YOUR INSTRUCTIONS: Retype each entry below, keeping every character the same.

DATA FOR ANALYSIS:
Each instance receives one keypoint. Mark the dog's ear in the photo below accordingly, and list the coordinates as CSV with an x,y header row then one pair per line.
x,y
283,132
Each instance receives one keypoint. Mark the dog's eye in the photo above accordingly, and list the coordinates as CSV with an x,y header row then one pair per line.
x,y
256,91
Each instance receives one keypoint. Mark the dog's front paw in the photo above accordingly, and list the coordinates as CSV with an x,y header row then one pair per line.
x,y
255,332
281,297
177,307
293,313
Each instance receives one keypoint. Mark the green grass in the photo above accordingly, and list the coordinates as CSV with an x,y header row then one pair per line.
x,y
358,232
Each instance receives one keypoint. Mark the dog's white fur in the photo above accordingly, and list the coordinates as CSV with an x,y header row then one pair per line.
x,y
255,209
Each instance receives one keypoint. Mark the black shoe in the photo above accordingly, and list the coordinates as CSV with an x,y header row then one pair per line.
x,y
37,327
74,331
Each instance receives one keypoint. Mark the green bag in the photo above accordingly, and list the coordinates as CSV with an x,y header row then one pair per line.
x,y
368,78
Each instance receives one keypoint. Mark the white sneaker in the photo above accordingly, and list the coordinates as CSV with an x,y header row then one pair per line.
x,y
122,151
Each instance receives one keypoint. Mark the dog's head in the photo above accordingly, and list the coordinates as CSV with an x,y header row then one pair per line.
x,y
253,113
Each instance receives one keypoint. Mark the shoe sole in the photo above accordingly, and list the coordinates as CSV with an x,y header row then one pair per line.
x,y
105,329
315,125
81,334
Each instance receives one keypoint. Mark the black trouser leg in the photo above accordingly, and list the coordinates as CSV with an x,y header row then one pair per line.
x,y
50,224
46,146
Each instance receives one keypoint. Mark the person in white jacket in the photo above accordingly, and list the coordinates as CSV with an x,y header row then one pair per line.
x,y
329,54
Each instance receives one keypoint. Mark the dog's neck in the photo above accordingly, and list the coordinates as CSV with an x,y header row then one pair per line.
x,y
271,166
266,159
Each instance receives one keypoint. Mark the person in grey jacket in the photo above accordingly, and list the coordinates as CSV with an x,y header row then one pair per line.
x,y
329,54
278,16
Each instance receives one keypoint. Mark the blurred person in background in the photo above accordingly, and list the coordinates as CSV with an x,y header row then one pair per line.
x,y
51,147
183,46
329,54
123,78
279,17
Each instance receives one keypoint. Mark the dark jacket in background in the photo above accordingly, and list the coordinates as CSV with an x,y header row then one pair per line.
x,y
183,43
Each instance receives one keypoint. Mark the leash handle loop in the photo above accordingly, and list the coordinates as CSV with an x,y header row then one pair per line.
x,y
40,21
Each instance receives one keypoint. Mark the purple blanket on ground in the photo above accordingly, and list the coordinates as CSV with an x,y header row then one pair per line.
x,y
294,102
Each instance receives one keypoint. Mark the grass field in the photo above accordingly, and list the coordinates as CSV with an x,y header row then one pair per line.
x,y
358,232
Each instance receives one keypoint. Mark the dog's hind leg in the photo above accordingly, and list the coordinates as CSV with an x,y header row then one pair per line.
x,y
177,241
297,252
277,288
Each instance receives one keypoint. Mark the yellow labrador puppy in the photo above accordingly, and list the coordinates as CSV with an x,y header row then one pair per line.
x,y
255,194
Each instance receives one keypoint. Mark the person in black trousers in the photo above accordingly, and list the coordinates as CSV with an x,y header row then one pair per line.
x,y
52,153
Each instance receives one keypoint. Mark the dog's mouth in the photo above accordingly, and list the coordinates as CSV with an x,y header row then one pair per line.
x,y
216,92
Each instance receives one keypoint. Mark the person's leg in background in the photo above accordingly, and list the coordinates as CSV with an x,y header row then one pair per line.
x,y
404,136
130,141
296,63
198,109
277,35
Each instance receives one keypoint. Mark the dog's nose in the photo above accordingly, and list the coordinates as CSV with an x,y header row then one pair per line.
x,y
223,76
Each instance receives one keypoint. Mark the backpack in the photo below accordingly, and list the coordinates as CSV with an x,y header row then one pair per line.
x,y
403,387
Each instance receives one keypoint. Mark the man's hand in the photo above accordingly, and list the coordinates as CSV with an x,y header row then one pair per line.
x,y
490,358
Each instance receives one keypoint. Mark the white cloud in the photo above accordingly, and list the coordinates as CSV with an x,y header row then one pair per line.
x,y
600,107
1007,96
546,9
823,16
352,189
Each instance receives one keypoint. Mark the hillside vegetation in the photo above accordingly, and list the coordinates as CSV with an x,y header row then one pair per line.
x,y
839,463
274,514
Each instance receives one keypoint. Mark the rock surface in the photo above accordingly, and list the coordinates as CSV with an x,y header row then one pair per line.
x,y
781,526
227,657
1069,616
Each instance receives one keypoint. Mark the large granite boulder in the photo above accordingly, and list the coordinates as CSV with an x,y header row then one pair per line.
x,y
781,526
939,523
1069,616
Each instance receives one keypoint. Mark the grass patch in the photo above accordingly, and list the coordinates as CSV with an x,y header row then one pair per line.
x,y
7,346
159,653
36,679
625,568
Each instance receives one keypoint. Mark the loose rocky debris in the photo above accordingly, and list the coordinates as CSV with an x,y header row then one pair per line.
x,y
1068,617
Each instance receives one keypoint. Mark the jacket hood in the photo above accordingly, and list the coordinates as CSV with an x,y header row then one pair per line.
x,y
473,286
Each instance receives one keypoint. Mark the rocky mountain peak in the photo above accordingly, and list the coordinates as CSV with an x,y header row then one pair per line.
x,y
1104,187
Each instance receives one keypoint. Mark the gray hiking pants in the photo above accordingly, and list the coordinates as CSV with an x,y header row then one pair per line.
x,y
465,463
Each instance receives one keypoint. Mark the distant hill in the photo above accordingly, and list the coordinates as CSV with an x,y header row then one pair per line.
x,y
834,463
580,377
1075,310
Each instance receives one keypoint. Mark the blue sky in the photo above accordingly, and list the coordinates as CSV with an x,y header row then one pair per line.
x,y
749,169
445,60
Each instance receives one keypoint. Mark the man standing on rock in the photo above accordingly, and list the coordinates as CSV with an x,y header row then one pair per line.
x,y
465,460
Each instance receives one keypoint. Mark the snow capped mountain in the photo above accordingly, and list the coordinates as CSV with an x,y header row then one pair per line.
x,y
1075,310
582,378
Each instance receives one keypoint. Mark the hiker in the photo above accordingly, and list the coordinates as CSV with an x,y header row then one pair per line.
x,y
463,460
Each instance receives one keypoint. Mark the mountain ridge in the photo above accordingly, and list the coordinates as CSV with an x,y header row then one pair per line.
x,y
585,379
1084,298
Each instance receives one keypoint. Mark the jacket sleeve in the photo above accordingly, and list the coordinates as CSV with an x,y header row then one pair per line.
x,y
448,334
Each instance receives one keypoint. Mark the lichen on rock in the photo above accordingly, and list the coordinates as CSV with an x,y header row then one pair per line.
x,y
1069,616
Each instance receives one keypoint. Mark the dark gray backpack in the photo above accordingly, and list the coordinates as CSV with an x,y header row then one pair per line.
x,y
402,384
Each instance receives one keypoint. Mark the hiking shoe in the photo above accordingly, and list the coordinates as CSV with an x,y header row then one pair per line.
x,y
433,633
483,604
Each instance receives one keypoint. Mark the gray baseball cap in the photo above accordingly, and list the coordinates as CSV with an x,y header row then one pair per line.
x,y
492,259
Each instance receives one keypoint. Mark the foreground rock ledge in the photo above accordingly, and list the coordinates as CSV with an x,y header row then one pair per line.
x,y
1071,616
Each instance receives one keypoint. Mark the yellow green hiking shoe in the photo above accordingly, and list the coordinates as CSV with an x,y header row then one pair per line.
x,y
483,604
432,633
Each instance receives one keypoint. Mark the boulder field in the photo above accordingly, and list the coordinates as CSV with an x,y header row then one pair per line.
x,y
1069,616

YOUR SOLUTION:
Each instance receives one keypoint. Mark the dog's ear in the photo below accordingly, and list the coordinates as CSV with an x,y header row then one pair per line.
x,y
283,132
Each instance receives one keypoint. Mark the dog's eye in the photo above accordingly, and list the coordinates as CSV with an x,y header row then one pair per line.
x,y
256,91
Each instance receives one keypoint. Mark the dog's front paw in the photo above accordingly, and list the coordinates as CSV with an x,y header row then one pair per line.
x,y
255,332
281,297
177,307
293,313
Each instance receives one keypoint. Mark the green grass in the photo above accordingly, and list the coordinates as CSV with an x,y header row then one pair per line.
x,y
358,232
Each instance receives one keypoint. Mark the dog's white fur in the photo above accordingly, and list the coordinates as CSV with an x,y header row then one pair per line.
x,y
255,209
Each instance receives one keypoint. Mark the black shoe in the photo above accordingly, and list the coordinates as CSV with an x,y header row then one pair per line.
x,y
37,327
74,331
Each instance receives one keypoint. Mark the green bag in the photo above accordingly, and list the coordinates as CSV with an x,y header row then one pair per line.
x,y
368,78
Each instance receives one keypoint. Mark the white sneaker in the photo above accordingly, and list the coordinates as CSV with an x,y header row then one pair per line.
x,y
122,151
Each instance receives one keypoint. Mark the dog's head in the photo above accordingly, and list the coordinates as CSV with an x,y header row then one pair per line.
x,y
253,113
Each instance receives one keypoint. Mark the shoe sole in the photo above accordingly, and list the coordinates as CSV with an x,y header row then one pair per line.
x,y
105,329
315,125
81,334
Each instance receives one keypoint. Mark the black trouser leg in the photo above accordingly, and list the coordinates as CSV with an x,y header row then one pair per line.
x,y
50,224
46,146
Each instance receives one keypoint. Mark the person in white jacket in the photo above accordingly, and list the coordinates as CSV with an x,y header row then one pair per line.
x,y
329,54
Each instance receives one keypoint. Mark the dog's neck in the photo above accordingly, and list the coordinates as CSV with an x,y header row then one pair per line.
x,y
271,166
266,159
Each instance receives one keypoint. Mark the person in grey jacket in the photo above accordingly, and list the coordinates as CSV with an x,y header row then one pair per line.
x,y
329,54
278,16
Each instance receives one keypoint. Mark the blurred person in background in the photo above accordingly, and list the coordinates as CSV with an x,y header row then one pair per line.
x,y
51,147
183,46
329,54
123,78
279,17
Each instance receives one keypoint. Mark the dark jacket in background in the photo above accordingly, and list the coordinates as CSV with an x,y header row then one pair per line.
x,y
183,43
Each instance receives one keypoint. Mark the leash handle loop in the photo above accordingly, and list the coordinates as CSV with an x,y header row then one pair per line.
x,y
40,21
Each instance receives one keypoint. Mark the purple blanket on ground in the photo above accordingly, and list the coordinates as CSV with an x,y header row then one pair per line.
x,y
294,102
Each instance receives one keypoint. Mark the grass field in the photo above accordingly, and list the coordinates as CSV with an x,y header row then one pair per line.
x,y
358,232
Each instance receives one keypoint. Mark the dog's hind leg in the photo above accordingly, and list the coordinates as CSV with an x,y header row then one pair per line.
x,y
177,241
297,252
277,288
Each instance receives one keypoint. Mark the yellow labrador puppy in the photo above accordingly, and list the coordinates as CSV with an x,y header row then one pair per line.
x,y
255,194
Each instance receives one keypoint. Mark the person in black trousers in the photo above accordingly, and list the coordinates as CSV with an x,y header row then one pair per line.
x,y
52,153
Each instance receives one keypoint. Mark the dog's mouth in the photo above accordingly, and list the coordinates as CSV with an x,y header row then one pair per line.
x,y
216,92
Each instance receives one keypoint. Mark the person's leg in background in the photo above accordingly, and list the coordinates as CSV with an x,y header row then one pair per line.
x,y
404,136
130,141
296,63
198,109
277,35
Each instance receives one keypoint. Mark the dog's nose in the photo above accordingly, and list the coordinates as CSV with an x,y header row then one pair per line.
x,y
223,76
Each instance receives one keypoint. Mark the backpack in the photo below accordingly, and list the coordinates as CSV with an x,y header row then one pair per line.
x,y
403,387
Each instance receives one keypoint. Mark the man's hand in the photo above accordingly, and list the coordinates as CSV with an x,y header row then one pair per line.
x,y
490,358
Each instance receives one keypoint. Mark the white cloud in the photo above accordingly, and list the coordinates as CSV with an x,y header row then one pair per line.
x,y
600,107
1007,96
546,9
823,16
352,189
Each instance receives one keypoint. Mark the hillside vegetation in the photo above accordingly, and list the coordinates as CSV with an x,y header row then one pair per line.
x,y
839,463
274,514
Each instance receives one keypoint. Mark the rock surface in the photo above accordingly, and list the coordinates as CSV with an x,y header row then one pair per line.
x,y
781,526
227,657
1069,616
Each instance receives one keypoint. Mark the large granite boulder in the photo above accordingly, and list the coordinates as CSV with an x,y header row then one pair per line.
x,y
781,526
939,523
1069,616
Each instance receives one keypoint. Mark the grass patch in the photo above accordingly, and list the coordinates as CSV with an x,y header row then one pair per line.
x,y
7,346
159,653
36,679
625,568
Each instance receives one keypoint. Mark the loose rocky debris in the photo above accordingly, and list the coordinates as CSV with an x,y header row then one pair per line.
x,y
1068,617
Each instance receives one keypoint. Mark the jacket hood in the photo above accordingly, and list the coordinates as CSV with an x,y header row then one pair per line.
x,y
473,286
Each instance receives one keypoint. Mark the rocky mountain peak in the photo above accordingly, and list the coordinates as CSV with an x,y header row then one pair per line.
x,y
1104,187
Each instance receives one keypoint. Mark the gray hiking pants in the photo above accordingly, and list the coordinates as CSV with an x,y header row then one pair per line.
x,y
465,463
Each instance receives one keypoint. Mark the distant hill in the photo above accordingly, and list the coordinates as CSV with an x,y header row then one pair per line.
x,y
834,463
580,377
1075,310
Each instance receives one keypoint. Mark the blue sky in the photo above accordingly, and list the coordinates as CSV with an x,y header row then one pair per line.
x,y
749,169
445,60
Each instance receives one keypoint. Mark the man standing on rock in the photo above accordingly, and list the coordinates as CSV with an x,y header row then one pair per line.
x,y
465,460
Each instance receives one keypoint. Mark the snow capped mountain in the photo above accordingly, and list the coordinates as CSV with an x,y header row then one pair per line.
x,y
1075,310
582,378
Each instance receives one keypoint. Mark the hiker in the photo above accordingly, and list the coordinates as CSV with an x,y header row then one pair per line.
x,y
463,460
Each instance receives one keypoint. Mark the mountain ridge in the photo above accordingly, and list the coordinates as CSV with an x,y header row then one pair per line.
x,y
585,379
1084,298
Each instance receives one keypoint. Mark the jacket sleeve in the photo above accordingly, and list the coordinates as CSV with an x,y header row then one pair per line.
x,y
448,334
Each instance receives one keypoint. Mark the lichen on rock in the photo above accordingly, and list the coordinates as CSV with an x,y header row then one pair per line.
x,y
1069,616
Each instance receives one keypoint. Mark the dark gray backpack in the photo above accordingly, and list the coordinates as CSV with an x,y header row then one pair per line.
x,y
402,384
Each instance receives one keypoint. Mark the hiking shoe in the photo above accordingly, and list the coordinates as CSV with an x,y header row then one pair per line.
x,y
433,633
483,604
Each instance receives one keypoint. Mark the gray baseball cap in the photo above accordingly, and list the coordinates as CSV with an x,y header row then one pair per line.
x,y
492,259
Each instance receives one keypoint. Mark the foreground rock ledge in the photo above accordingly, and list the coordinates as CSV with an x,y header row then one pair per line.
x,y
1071,616
Each instance receives one keypoint. Mark the yellow green hiking shoe in the photo above accordingly, and list the coordinates as CSV with an x,y header row then one pair per line.
x,y
483,604
432,633
Each instance receives one keypoint. Mark the boulder field in the photo above accordingly, and list the coordinates as CSV with an x,y header row then one pair per line.
x,y
1069,616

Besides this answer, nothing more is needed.